Requests:
A. Condense the paragraph of the podcast transcript that begins "And the entire jury audibly gasped," keeping its main facts.
B. State whether each statement below agrees with the podcast transcript. Answer yes or no for each, quoting the deciding words of the text.
(i) The indictment in the speaker's earlier RICO trial was longer than the one discussed here.
(ii) In the speaker's earlier RICO trial, the judge read the first 30 pages of the RICO count before moving to count two.
(iii) The indictment discussed contains 13 charges.
C. Reproduce the passage of the podcast transcript between "indictment, what are" and "nine months long.", inclusive.

But I don't think it's an accident. Now, it's interesting that it said Judge Carnesale on it because it looks like they wheeled it to Judge McAfee later. But that's my theory as to why that happened and why you've got that dummy indictment out there is just to make sure that the charges matched in Odyssey. I fully appreciate how nerdy this podcast has gotten, bringing it back to probably things that most lay people –

are going to be paying attention to in this case. Not Odyssey. Y'all don't care. So the 13 charges here, like what is going to be the biggest challenge for prosecutors here in terms of getting a conviction and what are going to be the biggest challenges for Trump's team? So let's start with prosecutors first. Chris, having tried these kinds of cases, looking at the

indictment, what are you thinking? So strategic decisions in terms of what you want to present. It's funny. So I did one RICO trial where the judge, and a very long indictment, although probably half the size of this one, the judge gets through the first 30 pages of reading the RICO count and then says, count two.

And the entire jury audibly gasped. They couldn't believe that they were going to have to listen to more information. So it's information overload is one of the things. But they'll probably tailor it down, although I don't know. I mean, the APS trial was something like nine months long.

Stored dataset items:
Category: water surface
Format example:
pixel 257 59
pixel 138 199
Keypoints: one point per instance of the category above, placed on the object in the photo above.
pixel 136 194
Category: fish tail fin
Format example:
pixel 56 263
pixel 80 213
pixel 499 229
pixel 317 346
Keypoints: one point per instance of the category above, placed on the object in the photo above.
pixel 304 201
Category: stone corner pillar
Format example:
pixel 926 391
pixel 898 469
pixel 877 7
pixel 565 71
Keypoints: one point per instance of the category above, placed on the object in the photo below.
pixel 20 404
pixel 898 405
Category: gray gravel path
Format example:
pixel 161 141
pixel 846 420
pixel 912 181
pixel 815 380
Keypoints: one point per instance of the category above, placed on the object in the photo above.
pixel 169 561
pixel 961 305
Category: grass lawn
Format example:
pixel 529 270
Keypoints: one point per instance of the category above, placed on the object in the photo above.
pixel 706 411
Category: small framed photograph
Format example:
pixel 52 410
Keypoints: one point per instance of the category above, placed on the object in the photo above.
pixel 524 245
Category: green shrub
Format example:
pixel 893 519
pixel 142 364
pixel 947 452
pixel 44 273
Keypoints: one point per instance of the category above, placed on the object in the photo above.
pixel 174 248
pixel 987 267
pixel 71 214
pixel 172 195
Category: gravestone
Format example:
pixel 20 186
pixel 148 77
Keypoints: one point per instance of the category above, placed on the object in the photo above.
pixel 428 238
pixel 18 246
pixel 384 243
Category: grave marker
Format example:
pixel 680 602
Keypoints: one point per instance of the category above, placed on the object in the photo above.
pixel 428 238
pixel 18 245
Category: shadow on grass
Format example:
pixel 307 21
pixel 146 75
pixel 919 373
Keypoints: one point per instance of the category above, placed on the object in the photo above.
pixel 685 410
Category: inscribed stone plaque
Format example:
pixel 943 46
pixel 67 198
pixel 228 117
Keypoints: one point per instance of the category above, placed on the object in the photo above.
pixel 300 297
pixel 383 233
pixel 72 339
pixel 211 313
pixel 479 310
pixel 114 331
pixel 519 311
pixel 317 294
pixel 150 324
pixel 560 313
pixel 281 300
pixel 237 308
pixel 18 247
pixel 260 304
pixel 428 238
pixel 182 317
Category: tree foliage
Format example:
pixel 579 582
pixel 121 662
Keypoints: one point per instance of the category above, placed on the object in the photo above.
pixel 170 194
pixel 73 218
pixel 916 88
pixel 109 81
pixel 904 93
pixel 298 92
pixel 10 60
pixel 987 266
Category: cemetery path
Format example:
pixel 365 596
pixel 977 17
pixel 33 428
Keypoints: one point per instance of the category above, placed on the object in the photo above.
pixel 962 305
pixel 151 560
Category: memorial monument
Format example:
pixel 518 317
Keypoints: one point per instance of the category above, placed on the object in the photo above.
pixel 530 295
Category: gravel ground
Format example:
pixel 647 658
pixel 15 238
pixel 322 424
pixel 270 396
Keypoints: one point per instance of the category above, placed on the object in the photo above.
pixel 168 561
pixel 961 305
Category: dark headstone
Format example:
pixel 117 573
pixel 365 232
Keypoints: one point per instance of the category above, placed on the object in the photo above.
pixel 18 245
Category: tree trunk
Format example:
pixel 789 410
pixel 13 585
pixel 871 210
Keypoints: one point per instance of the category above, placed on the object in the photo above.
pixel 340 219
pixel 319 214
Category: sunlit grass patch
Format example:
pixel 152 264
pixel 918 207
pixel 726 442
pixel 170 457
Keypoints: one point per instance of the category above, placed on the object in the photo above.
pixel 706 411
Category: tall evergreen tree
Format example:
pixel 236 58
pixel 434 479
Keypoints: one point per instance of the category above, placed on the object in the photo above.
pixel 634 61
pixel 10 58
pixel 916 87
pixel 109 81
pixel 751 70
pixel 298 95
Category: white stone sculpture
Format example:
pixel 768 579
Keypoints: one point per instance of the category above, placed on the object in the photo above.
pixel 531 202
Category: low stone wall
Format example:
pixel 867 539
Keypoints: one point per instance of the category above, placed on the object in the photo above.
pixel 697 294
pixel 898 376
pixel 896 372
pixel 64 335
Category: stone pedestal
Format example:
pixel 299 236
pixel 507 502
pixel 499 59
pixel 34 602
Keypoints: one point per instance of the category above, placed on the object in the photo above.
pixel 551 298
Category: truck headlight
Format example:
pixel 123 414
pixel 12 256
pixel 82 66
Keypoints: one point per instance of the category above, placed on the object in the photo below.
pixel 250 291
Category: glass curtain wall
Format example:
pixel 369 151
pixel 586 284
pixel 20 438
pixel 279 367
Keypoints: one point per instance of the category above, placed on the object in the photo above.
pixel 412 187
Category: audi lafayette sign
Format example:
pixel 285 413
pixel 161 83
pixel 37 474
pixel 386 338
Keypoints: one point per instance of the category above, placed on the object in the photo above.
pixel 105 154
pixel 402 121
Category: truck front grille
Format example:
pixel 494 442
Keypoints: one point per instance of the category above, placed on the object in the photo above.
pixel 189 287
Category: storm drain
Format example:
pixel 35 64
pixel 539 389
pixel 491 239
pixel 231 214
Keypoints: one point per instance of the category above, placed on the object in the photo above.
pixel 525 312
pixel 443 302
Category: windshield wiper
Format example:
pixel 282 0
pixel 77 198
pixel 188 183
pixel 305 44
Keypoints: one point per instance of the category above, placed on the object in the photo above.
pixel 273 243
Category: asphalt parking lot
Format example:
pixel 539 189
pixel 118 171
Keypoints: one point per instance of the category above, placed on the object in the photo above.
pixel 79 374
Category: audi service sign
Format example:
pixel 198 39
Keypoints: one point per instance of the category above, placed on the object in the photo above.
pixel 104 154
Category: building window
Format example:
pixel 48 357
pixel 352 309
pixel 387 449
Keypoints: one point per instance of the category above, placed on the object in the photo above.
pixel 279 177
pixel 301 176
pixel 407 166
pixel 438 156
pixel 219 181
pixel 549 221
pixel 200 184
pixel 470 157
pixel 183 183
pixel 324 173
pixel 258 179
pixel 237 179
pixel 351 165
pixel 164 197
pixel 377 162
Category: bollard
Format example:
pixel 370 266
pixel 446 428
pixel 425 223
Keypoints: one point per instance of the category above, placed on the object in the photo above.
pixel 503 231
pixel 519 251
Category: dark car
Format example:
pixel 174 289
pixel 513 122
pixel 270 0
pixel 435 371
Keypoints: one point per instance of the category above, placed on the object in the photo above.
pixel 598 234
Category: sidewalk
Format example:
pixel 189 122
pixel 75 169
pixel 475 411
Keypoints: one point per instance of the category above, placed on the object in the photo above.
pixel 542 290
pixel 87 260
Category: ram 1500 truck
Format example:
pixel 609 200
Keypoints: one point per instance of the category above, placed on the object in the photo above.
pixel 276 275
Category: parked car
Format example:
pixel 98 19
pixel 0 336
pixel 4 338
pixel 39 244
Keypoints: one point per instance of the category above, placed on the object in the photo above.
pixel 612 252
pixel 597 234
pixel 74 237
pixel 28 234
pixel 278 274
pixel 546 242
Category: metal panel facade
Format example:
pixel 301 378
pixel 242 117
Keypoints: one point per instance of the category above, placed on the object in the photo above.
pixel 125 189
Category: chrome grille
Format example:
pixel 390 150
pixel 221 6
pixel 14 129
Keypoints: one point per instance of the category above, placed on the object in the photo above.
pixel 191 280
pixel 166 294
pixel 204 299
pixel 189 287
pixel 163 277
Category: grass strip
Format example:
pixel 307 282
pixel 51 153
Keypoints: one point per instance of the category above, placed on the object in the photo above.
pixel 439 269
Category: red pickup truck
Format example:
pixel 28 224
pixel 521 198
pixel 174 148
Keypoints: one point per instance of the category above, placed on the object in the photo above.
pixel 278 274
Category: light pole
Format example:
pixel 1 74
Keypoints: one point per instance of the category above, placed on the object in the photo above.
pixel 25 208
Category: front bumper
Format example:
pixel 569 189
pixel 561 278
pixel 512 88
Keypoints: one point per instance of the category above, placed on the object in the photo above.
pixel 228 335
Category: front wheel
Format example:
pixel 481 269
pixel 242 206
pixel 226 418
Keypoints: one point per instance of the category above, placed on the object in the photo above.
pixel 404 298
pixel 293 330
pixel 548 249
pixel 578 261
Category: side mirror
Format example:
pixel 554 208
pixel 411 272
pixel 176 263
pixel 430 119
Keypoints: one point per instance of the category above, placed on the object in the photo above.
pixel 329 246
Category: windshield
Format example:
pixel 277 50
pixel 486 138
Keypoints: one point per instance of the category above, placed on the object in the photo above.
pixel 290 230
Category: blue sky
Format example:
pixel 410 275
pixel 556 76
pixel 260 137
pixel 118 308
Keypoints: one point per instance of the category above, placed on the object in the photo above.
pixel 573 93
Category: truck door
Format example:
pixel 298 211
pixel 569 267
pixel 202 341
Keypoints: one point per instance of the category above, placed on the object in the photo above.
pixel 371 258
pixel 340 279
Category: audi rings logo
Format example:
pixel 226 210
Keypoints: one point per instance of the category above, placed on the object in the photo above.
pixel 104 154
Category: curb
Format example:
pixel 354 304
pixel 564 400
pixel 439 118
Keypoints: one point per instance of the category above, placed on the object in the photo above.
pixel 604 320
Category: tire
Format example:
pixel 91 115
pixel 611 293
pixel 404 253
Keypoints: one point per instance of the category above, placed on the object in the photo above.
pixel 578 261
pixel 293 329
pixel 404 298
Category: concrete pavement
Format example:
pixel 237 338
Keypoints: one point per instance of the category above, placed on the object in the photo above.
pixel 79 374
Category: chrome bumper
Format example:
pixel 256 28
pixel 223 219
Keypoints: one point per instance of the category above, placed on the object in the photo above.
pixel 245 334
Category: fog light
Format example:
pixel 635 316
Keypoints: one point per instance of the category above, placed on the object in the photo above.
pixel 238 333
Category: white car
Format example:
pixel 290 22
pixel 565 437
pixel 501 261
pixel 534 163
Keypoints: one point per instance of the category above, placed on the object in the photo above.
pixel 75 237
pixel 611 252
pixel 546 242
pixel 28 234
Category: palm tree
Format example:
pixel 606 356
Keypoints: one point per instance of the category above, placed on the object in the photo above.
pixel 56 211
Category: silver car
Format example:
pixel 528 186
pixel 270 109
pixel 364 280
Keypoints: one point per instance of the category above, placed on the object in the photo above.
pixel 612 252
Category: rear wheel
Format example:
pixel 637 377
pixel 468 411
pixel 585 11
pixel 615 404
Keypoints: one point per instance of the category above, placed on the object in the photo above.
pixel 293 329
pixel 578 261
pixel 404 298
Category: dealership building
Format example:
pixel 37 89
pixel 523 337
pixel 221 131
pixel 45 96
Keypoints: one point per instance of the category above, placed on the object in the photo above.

Results of the tasks:
A. The jury audibly gasped, unable to believe it would have to hear more information, so information overload is one concern. The case will probably be tailored down, though the speaker is not certain; the APS trial lasted something like nine months.

B.
(i) No: "although probably half the size of this one"
(ii) Yes: "the judge gets through the first 30 pages of reading the RICO count and then says, count two."
(iii) Yes: "So the 13 charges here"

C.
indictment, what are you thinking? So strategic decisions in terms of what you want to present. It's funny. So I did one RICO trial where the judge, and a very long indictment, although probably half the size of this one, the judge gets through the first 30 pages of reading the RICO count and then says, count two.

And the entire jury audibly gasped. They couldn't believe that they were going to have to listen to more information. So it's information overload is one of the things. But they'll probably tailor it down, although I don't know. I mean, the APS trial was something like nine months long.